Quoted passage:
- - - - - - -

Despite success in sales, his heart was still in engineering. When the war broke out, Norris jumped at a chance to break into a hardcore technical position. He took a job as a civil servant with the Bureau of Ordnance, where he hunched over a drafting board in a bullpen with about a hundred other engineers who worked on fire control for antiaircraft guns. Eventually he signed on with the Naval Reserve, ending up at the red brick school in Washington, D.C.
At the Nebraska Avenue analytical center Norris was in his element. Though he wasn't in an intellectual league with the scientific theoreticians, he was technically proficient, and his managerial style was well suited for the navy: smart, gruff, and practical. While working at the red brick school, he was promoted to lieutenant commander.
At CSAW (pronounced "Seesaw" by the codebreakers) Norris made more technical contributions than at any other stage of his career. At one point he discovered a method for identifying the source of German radio messages: Transmissions from each individual U-boat, he said, had their own set of peculiar characteristics. If he was right—and if they could identify the U-boat that was sending the message—they would crack the codes far faster. Scientists, however, questioned Norris's unproven theories and balked at the risks involved in using them. The characteristics, they said, were peculiarities of the ionosphere—the weather—not the U-boat. When they questioned his idea, Norris simply bypassed them and put the technique into effect. If he was wrong, he said, they could call him on the carpet. He wasn't wrong.

- - - - - - -

Information supplied:

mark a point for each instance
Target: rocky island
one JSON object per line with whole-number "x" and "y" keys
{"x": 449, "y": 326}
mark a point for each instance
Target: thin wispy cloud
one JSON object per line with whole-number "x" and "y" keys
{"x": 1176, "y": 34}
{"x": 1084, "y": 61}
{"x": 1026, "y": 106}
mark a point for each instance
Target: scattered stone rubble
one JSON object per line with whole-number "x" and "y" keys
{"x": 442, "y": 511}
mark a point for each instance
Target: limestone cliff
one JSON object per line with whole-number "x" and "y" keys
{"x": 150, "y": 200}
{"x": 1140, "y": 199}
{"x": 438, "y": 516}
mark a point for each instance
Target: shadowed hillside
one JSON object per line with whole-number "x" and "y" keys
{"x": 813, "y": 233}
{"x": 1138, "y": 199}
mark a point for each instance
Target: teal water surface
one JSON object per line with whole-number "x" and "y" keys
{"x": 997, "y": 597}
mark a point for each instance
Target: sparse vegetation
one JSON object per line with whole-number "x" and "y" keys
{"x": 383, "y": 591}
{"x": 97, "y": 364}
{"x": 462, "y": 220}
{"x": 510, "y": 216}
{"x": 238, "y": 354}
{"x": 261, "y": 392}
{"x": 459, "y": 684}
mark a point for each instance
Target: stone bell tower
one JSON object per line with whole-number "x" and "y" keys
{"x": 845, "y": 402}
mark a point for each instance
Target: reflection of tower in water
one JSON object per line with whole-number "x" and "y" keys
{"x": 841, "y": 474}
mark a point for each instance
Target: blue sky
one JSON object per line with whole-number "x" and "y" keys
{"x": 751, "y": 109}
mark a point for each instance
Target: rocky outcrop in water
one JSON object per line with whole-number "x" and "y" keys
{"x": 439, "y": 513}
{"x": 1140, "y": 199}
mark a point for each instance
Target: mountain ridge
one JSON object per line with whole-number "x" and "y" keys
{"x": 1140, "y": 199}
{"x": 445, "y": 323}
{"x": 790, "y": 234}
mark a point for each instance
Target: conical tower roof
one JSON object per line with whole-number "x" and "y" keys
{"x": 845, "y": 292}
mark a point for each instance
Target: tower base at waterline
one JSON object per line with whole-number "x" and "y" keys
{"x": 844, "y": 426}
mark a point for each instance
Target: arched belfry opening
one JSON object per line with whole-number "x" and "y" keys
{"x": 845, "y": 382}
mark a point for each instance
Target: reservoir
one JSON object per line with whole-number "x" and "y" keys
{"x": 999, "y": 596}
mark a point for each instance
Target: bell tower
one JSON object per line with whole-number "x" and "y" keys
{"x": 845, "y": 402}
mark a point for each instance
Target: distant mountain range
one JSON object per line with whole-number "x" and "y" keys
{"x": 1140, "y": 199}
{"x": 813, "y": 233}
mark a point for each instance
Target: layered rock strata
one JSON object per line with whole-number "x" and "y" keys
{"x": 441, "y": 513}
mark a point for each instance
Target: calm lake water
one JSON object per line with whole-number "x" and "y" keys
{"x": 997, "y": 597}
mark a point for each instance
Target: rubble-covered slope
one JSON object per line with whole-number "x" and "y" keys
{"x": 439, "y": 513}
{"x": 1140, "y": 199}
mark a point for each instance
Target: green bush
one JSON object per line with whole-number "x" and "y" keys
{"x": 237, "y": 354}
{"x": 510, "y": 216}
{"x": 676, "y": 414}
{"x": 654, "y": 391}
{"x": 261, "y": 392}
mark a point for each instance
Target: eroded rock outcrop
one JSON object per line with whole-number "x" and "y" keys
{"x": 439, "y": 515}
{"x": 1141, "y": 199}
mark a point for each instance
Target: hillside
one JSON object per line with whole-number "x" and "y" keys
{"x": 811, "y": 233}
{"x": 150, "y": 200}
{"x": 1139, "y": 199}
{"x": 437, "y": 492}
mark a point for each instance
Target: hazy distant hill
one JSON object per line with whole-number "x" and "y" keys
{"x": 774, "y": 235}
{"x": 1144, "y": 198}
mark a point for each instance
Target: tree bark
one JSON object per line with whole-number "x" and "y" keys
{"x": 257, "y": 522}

- - - - - - -

Jobs:
a) Set down, word for word, everything in the Norris passage from "At the Nebraska" down to "to lieutenant commander.".
b) According to the Norris passage, to what rank was Norris promoted while working at the red brick school?

The answers:
a)
At the Nebraska Avenue analytical center Norris was in his element. Though he wasn't in an intellectual league with the scientific theoreticians, he was technically proficient, and his managerial style was well suited for the navy: smart, gruff, and practical. While working at the red brick school, he was promoted to lieutenant commander.

b) Lieutenant commander.